━━━ Given records ━━━

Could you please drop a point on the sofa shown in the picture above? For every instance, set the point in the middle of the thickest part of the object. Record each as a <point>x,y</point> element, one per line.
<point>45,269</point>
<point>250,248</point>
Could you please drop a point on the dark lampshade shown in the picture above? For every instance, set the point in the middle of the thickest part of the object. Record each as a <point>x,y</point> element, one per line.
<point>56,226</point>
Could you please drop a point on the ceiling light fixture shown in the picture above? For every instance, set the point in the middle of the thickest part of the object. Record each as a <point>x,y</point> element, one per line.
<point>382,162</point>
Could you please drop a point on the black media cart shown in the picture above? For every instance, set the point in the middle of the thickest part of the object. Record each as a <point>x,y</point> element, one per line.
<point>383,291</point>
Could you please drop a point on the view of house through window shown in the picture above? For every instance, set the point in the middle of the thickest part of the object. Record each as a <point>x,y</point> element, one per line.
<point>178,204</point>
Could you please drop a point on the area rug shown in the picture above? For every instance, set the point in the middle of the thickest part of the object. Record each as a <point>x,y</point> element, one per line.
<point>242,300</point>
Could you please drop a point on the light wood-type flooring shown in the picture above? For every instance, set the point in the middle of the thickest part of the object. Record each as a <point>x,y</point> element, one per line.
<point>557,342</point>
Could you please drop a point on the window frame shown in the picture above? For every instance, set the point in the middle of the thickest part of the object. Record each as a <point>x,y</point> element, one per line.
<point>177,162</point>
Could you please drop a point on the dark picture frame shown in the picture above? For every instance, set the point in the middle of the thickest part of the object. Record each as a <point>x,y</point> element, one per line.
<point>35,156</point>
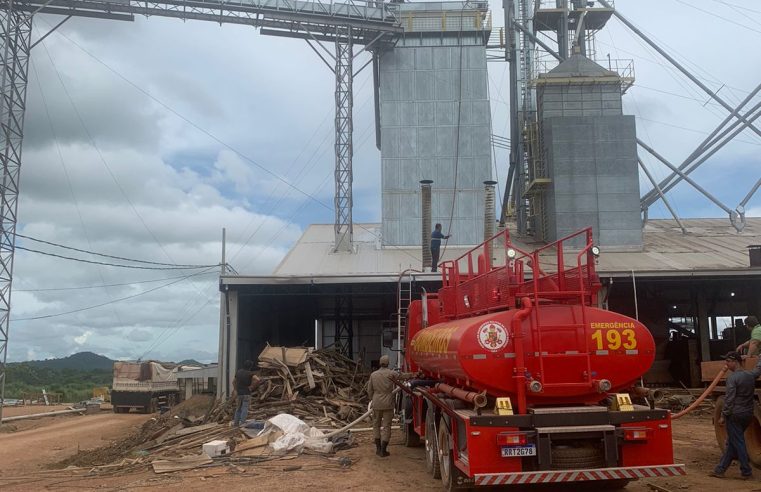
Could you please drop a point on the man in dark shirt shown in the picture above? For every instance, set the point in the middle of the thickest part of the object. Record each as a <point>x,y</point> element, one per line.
<point>243,383</point>
<point>436,237</point>
<point>737,414</point>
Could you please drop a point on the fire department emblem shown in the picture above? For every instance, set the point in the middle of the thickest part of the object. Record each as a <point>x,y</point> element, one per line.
<point>492,336</point>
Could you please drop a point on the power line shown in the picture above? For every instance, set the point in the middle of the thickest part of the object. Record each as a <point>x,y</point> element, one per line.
<point>122,284</point>
<point>735,6</point>
<point>205,132</point>
<point>713,14</point>
<point>58,245</point>
<point>46,316</point>
<point>114,264</point>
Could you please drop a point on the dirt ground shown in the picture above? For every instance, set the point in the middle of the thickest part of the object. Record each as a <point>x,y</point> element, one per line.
<point>32,409</point>
<point>25,457</point>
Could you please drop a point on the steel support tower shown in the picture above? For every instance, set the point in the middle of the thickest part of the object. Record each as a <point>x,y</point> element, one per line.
<point>569,26</point>
<point>16,29</point>
<point>344,73</point>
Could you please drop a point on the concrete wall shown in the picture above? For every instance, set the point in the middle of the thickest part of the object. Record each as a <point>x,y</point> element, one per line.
<point>590,151</point>
<point>419,91</point>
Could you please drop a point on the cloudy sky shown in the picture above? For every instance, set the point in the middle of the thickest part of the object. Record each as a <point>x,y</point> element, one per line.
<point>145,139</point>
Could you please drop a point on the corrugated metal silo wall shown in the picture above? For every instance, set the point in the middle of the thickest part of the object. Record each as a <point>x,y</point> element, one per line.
<point>420,85</point>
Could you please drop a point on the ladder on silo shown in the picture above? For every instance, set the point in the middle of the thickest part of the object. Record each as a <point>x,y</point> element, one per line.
<point>403,300</point>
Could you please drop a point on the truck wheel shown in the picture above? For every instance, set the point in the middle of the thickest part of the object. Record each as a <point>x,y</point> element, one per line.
<point>446,464</point>
<point>752,433</point>
<point>431,449</point>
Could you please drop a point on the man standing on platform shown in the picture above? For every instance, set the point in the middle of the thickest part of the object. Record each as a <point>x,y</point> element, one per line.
<point>436,237</point>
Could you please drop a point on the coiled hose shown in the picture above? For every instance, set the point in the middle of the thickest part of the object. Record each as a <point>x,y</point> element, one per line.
<point>703,396</point>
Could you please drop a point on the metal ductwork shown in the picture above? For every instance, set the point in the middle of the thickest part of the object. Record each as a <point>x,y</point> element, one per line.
<point>490,217</point>
<point>490,220</point>
<point>425,237</point>
<point>754,254</point>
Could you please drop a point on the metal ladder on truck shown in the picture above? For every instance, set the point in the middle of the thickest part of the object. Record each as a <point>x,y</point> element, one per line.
<point>575,299</point>
<point>403,300</point>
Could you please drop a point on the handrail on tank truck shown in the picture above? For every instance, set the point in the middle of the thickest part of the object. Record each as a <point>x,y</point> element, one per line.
<point>477,287</point>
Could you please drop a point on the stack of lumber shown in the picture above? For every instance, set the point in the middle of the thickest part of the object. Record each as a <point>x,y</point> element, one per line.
<point>321,387</point>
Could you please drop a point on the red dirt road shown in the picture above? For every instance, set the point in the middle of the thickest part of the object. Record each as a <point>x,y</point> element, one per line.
<point>24,456</point>
<point>54,438</point>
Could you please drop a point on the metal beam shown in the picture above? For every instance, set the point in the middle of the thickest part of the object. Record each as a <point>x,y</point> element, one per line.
<point>676,64</point>
<point>366,17</point>
<point>538,41</point>
<point>51,31</point>
<point>662,195</point>
<point>709,141</point>
<point>344,228</point>
<point>733,215</point>
<point>15,41</point>
<point>738,128</point>
<point>750,194</point>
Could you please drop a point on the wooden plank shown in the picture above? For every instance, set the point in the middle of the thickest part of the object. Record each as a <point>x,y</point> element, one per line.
<point>177,464</point>
<point>192,430</point>
<point>310,376</point>
<point>256,442</point>
<point>709,370</point>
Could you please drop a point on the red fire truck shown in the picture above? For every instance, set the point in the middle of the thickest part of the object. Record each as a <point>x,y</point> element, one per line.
<point>521,379</point>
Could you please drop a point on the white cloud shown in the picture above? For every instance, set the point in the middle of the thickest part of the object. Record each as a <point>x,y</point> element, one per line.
<point>135,179</point>
<point>81,339</point>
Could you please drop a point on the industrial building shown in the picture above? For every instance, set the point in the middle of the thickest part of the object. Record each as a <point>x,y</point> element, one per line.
<point>574,164</point>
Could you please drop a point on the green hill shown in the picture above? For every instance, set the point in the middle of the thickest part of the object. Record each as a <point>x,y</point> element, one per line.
<point>74,376</point>
<point>85,361</point>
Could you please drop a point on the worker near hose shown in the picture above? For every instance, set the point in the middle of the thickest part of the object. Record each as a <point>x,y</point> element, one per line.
<point>380,389</point>
<point>737,414</point>
<point>754,344</point>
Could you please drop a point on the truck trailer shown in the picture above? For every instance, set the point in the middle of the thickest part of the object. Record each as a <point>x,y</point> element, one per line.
<point>515,376</point>
<point>145,386</point>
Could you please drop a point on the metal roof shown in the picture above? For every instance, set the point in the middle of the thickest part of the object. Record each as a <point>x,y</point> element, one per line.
<point>711,247</point>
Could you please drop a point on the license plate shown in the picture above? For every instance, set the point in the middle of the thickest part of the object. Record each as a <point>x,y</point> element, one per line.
<point>519,451</point>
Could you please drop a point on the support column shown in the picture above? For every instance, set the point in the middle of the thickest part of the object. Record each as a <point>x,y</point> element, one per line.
<point>704,332</point>
<point>344,128</point>
<point>344,329</point>
<point>15,38</point>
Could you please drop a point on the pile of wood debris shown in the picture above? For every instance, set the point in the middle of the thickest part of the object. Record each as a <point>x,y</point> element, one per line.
<point>322,388</point>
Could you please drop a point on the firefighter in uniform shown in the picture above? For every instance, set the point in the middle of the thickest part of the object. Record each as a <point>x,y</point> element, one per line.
<point>380,389</point>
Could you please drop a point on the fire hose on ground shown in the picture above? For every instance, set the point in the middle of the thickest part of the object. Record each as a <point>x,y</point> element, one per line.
<point>702,397</point>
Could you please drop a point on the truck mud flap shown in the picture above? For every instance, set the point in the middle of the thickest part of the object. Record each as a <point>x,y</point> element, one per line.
<point>557,476</point>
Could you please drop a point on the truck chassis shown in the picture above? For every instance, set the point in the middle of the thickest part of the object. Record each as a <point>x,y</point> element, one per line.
<point>466,448</point>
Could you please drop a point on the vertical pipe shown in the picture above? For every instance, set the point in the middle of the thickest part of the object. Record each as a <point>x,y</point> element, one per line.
<point>636,305</point>
<point>520,364</point>
<point>425,236</point>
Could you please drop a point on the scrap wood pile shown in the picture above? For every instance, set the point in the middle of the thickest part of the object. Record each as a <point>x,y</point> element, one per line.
<point>321,387</point>
<point>677,399</point>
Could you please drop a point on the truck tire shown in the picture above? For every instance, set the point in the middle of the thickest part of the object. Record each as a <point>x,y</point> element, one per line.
<point>431,449</point>
<point>577,458</point>
<point>752,433</point>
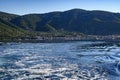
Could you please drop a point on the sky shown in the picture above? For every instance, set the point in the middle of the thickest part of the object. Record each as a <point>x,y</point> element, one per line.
<point>22,7</point>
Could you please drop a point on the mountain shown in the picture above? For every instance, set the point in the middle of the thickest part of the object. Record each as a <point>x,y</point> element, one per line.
<point>76,20</point>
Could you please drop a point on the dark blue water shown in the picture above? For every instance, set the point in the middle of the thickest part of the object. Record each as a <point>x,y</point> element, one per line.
<point>77,60</point>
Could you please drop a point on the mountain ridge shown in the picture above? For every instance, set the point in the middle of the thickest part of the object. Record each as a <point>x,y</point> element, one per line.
<point>93,22</point>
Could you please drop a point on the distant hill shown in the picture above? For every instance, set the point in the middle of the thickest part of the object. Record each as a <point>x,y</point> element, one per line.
<point>75,20</point>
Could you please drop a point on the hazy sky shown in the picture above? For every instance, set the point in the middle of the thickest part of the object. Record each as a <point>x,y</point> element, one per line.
<point>42,6</point>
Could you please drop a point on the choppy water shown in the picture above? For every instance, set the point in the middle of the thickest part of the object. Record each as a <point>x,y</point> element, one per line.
<point>78,60</point>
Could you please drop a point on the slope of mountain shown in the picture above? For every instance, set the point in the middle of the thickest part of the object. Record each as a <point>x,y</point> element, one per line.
<point>75,20</point>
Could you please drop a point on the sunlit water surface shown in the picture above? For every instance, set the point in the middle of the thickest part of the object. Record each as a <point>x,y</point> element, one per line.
<point>76,60</point>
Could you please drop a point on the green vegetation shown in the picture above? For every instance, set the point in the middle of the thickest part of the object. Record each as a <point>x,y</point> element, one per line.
<point>70,23</point>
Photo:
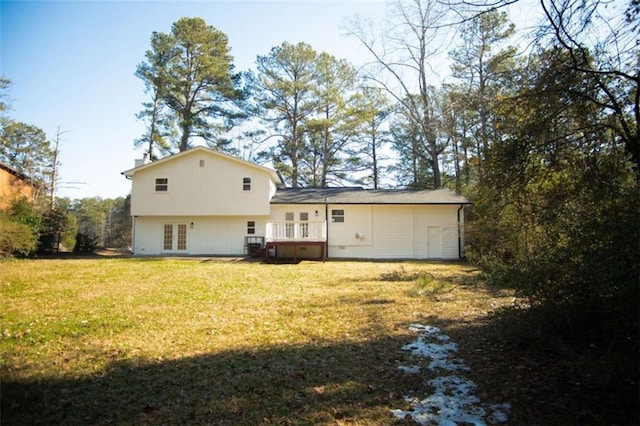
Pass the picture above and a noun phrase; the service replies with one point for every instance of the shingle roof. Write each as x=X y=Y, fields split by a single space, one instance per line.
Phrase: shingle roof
x=357 y=195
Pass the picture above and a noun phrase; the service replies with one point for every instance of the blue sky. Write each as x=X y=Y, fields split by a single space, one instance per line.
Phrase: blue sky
x=72 y=63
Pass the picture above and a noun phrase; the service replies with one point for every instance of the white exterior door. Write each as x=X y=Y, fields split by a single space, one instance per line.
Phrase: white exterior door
x=434 y=242
x=174 y=237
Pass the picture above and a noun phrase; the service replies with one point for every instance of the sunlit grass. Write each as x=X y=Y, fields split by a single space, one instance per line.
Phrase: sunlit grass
x=192 y=341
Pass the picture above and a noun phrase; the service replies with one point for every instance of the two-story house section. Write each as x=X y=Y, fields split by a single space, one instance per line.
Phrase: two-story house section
x=199 y=202
x=202 y=202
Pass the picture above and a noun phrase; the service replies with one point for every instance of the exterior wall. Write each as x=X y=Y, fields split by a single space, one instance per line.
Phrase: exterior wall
x=216 y=189
x=278 y=211
x=223 y=235
x=395 y=232
x=11 y=186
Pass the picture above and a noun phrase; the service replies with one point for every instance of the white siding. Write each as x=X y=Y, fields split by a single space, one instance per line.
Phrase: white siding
x=214 y=189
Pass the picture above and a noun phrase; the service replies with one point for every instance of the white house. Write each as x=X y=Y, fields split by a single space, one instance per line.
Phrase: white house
x=202 y=202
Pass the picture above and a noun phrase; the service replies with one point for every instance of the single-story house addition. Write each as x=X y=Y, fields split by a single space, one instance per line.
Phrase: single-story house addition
x=202 y=202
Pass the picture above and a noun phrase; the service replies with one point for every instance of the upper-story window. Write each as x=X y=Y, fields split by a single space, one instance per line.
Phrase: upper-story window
x=162 y=184
x=337 y=216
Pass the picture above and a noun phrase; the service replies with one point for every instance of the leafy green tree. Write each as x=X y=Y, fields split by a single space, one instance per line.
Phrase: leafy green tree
x=56 y=223
x=191 y=71
x=601 y=41
x=16 y=238
x=403 y=66
x=27 y=149
x=20 y=226
x=155 y=114
x=559 y=201
x=373 y=134
x=329 y=153
x=284 y=90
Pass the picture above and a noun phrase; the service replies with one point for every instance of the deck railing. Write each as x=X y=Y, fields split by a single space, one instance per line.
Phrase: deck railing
x=291 y=230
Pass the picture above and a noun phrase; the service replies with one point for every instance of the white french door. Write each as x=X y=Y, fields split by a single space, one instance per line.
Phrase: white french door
x=174 y=237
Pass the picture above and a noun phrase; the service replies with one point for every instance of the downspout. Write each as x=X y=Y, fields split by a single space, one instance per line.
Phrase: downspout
x=460 y=233
x=133 y=234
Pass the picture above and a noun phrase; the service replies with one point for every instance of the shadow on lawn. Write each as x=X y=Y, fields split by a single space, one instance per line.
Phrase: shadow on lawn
x=299 y=384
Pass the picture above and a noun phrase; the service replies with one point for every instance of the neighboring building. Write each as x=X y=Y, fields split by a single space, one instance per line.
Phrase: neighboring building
x=14 y=184
x=202 y=202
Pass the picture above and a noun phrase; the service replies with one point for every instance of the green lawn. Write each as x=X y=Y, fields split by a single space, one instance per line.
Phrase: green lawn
x=193 y=341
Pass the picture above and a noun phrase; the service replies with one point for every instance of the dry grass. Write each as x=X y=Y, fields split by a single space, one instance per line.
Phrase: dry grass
x=120 y=340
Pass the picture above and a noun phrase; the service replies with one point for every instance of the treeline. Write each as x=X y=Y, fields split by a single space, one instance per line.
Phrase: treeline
x=42 y=222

━━━

● **Task details**: Copy out exactly the line that holds "of the neighboring" and all remaining lines of the listing, both the first and the last included.

● **Response to this exercise**:
Pass the picture above and a noun phrase; the service replies with one point for every instance of the neighboring building. Write each as x=X y=Y, fields split by a single space, one instance per line.
Phrase: neighboring building
x=14 y=184
x=202 y=202
Pass the picture above and a noun phrase; the service replies with one point for every instance of the green lawn. Write each as x=X y=Y, fields split by a single space, one instance per line.
Phrase: green lawn
x=193 y=341
Pass the picture above and a noun phrase; the service replies with one point for every instance of the dry grass. Write each as x=X y=Y, fields split by a single space, one instance per line.
Phrase: dry grass
x=120 y=340
Pass the picture above and a noun phrase; the service replies with one point for every instance of the treeline. Write each as x=X y=Y, fields split by a single space, one instance per line.
Phrase: treeline
x=42 y=222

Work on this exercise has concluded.